DIRECTION:
Counting only exact-case matches, how many lines in the data below contain the word "metal"? Reply with the number alone.

LISTING:
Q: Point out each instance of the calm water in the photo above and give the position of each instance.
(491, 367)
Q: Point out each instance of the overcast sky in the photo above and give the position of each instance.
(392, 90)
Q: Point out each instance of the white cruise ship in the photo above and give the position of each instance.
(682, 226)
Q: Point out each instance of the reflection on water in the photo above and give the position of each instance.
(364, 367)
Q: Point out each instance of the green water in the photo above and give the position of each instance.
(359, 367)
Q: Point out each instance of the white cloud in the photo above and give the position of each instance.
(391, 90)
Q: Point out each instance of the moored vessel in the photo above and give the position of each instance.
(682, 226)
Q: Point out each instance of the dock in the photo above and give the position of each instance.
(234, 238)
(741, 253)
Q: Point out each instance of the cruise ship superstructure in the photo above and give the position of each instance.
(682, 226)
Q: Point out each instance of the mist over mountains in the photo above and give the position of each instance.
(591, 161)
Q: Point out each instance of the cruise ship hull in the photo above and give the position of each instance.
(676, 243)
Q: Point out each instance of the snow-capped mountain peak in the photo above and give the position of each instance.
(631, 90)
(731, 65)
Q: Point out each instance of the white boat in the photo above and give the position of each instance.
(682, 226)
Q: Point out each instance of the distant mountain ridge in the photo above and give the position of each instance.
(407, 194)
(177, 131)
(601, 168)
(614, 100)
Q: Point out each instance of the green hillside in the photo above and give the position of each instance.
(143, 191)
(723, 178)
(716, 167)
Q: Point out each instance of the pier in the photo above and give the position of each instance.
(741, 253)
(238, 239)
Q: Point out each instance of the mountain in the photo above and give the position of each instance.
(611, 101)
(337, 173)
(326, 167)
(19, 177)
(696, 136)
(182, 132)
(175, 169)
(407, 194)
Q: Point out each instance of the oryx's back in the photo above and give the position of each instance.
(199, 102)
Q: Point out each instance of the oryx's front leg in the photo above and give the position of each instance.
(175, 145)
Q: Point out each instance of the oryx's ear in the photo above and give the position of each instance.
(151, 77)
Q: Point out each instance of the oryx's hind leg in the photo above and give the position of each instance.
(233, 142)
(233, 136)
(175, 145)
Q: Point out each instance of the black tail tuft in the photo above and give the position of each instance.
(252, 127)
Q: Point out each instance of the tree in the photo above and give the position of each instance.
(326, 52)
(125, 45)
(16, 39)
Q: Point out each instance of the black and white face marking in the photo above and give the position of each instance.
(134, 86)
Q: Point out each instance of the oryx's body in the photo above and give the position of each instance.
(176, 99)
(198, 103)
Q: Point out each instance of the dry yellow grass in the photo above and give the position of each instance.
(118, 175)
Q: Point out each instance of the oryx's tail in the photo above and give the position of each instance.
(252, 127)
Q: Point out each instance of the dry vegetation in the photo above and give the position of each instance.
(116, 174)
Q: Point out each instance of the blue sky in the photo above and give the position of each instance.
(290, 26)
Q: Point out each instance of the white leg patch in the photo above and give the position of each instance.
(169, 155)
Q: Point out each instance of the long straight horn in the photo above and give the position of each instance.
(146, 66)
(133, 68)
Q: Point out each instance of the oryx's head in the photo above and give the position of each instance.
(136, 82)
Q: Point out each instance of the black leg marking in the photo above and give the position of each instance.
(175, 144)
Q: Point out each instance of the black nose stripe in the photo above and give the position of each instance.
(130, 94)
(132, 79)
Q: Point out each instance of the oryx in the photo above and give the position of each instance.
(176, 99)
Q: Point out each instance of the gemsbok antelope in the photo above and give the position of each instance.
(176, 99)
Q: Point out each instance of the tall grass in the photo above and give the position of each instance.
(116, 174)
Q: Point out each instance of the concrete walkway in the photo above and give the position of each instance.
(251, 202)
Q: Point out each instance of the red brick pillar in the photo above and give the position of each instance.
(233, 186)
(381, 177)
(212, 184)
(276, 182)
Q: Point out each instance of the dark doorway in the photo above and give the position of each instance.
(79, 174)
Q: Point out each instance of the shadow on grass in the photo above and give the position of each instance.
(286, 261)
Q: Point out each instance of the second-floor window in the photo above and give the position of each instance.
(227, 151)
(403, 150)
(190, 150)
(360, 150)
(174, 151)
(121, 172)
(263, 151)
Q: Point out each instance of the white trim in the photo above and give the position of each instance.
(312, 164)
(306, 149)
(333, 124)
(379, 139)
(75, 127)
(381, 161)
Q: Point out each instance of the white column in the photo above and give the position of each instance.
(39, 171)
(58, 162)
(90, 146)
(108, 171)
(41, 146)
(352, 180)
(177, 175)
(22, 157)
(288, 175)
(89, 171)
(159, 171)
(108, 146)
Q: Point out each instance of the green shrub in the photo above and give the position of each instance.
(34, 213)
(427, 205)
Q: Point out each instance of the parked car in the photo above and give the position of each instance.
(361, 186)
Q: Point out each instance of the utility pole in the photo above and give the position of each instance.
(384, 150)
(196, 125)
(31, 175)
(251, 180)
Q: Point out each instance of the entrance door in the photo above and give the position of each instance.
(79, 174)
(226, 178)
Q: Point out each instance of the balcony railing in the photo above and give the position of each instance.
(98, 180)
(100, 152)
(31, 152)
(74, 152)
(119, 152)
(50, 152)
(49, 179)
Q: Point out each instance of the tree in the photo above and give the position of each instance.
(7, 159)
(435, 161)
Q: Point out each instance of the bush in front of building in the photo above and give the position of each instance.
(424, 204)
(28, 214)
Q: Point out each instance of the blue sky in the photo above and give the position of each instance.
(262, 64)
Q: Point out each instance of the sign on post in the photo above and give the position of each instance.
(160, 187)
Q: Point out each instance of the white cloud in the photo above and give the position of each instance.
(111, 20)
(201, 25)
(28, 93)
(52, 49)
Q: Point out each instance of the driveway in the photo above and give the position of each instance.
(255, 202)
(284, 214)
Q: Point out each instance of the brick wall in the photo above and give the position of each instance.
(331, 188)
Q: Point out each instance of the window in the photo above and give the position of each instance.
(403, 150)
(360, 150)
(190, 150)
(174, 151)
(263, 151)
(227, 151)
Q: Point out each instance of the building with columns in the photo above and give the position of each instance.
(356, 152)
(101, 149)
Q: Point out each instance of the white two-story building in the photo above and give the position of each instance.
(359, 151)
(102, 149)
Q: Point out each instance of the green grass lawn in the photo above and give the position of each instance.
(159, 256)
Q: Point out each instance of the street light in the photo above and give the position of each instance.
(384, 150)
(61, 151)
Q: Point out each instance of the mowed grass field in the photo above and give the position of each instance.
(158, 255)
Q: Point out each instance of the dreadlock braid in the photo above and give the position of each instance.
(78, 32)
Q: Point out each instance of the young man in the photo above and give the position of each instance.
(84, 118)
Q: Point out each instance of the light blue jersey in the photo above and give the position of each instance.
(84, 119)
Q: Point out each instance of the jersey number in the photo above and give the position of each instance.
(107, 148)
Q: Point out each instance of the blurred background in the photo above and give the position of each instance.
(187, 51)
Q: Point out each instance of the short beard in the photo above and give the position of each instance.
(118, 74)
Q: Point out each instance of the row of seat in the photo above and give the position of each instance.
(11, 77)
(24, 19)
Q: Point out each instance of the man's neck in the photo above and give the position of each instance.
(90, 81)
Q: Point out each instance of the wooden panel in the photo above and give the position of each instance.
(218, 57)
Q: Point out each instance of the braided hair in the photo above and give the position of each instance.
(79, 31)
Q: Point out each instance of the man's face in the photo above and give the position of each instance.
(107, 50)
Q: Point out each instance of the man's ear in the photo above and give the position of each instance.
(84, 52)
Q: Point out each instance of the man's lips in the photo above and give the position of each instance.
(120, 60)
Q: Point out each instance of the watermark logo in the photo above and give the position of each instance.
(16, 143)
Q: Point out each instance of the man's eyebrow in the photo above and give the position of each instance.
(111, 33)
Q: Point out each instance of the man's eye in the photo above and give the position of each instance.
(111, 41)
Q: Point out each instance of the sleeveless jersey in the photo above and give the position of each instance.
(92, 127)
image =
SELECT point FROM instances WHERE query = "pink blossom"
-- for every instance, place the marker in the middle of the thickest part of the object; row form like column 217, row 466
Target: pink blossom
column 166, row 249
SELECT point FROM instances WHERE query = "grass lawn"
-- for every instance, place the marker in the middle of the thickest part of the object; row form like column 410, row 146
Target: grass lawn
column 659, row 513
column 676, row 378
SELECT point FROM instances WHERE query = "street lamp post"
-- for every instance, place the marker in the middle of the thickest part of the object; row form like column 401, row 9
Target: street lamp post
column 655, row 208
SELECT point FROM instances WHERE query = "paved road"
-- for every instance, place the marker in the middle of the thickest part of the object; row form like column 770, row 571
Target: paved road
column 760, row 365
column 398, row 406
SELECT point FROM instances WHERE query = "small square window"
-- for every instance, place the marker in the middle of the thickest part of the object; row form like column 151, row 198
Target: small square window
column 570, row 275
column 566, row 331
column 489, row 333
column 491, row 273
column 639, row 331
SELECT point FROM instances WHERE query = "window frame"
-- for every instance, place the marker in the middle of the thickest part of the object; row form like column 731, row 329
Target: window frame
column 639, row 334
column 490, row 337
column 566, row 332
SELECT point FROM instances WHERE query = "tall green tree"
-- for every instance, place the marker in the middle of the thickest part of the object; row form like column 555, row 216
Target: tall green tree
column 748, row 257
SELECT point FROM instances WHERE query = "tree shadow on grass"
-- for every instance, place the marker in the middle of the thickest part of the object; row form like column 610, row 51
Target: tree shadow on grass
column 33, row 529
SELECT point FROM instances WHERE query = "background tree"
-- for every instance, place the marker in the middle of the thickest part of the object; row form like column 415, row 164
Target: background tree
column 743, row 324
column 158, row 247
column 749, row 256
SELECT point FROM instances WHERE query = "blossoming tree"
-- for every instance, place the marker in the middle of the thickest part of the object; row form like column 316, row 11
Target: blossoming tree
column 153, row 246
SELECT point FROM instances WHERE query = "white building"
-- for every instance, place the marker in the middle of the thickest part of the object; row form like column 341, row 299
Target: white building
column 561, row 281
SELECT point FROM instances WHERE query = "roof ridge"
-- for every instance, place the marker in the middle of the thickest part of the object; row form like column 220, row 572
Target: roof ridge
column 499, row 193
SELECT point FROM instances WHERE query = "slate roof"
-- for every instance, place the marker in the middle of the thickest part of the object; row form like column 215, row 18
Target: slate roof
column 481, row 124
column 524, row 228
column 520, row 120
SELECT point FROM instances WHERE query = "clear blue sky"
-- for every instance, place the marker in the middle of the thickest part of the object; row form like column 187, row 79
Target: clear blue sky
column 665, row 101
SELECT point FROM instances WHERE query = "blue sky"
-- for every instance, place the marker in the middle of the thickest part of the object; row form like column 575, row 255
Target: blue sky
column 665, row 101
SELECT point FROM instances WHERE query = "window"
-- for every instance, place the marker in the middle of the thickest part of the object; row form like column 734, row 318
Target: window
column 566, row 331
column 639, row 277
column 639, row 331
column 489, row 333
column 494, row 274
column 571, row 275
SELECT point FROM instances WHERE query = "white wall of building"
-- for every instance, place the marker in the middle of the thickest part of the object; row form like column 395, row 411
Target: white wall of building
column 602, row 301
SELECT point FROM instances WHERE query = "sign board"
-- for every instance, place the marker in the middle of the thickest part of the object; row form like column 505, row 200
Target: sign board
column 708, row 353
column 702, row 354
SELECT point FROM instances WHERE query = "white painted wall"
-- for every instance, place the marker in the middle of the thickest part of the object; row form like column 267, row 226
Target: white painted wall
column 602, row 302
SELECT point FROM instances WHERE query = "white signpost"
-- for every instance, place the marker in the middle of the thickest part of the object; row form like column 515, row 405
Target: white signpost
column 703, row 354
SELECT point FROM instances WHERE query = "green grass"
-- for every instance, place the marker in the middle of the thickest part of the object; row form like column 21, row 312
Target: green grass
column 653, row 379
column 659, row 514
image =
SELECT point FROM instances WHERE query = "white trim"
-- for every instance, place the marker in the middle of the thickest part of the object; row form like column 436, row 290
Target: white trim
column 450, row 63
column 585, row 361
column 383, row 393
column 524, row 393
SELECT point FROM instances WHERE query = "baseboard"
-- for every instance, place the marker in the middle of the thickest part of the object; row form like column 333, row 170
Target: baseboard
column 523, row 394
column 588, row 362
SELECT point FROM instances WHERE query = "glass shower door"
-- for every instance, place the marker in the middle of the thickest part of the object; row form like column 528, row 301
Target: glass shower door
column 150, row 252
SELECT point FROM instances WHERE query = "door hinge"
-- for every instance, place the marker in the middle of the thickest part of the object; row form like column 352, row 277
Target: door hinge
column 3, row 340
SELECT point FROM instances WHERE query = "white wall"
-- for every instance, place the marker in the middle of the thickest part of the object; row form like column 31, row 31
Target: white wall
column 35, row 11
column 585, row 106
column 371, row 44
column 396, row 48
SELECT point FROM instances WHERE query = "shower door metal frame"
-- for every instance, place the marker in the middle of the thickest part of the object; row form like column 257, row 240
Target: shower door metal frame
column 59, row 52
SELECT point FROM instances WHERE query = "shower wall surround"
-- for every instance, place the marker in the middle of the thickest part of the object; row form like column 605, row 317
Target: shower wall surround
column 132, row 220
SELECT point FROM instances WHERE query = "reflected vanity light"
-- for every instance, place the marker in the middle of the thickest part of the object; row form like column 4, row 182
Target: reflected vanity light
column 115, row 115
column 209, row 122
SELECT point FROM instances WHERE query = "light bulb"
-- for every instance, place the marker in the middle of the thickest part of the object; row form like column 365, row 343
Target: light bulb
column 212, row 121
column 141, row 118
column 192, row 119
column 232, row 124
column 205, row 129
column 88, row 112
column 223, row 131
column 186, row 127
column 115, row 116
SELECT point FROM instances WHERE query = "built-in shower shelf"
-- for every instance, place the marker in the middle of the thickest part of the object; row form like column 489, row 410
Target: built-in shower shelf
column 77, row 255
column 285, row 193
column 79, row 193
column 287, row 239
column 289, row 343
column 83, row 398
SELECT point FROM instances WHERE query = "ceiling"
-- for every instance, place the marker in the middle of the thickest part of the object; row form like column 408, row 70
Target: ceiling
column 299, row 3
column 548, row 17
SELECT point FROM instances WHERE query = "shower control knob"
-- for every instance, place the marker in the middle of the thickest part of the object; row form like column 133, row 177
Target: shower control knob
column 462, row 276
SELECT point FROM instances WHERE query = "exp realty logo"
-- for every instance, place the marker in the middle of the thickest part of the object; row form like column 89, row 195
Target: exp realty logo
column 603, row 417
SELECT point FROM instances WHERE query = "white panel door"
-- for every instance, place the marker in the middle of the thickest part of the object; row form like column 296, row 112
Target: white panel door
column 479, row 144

FINAL RESULT:
2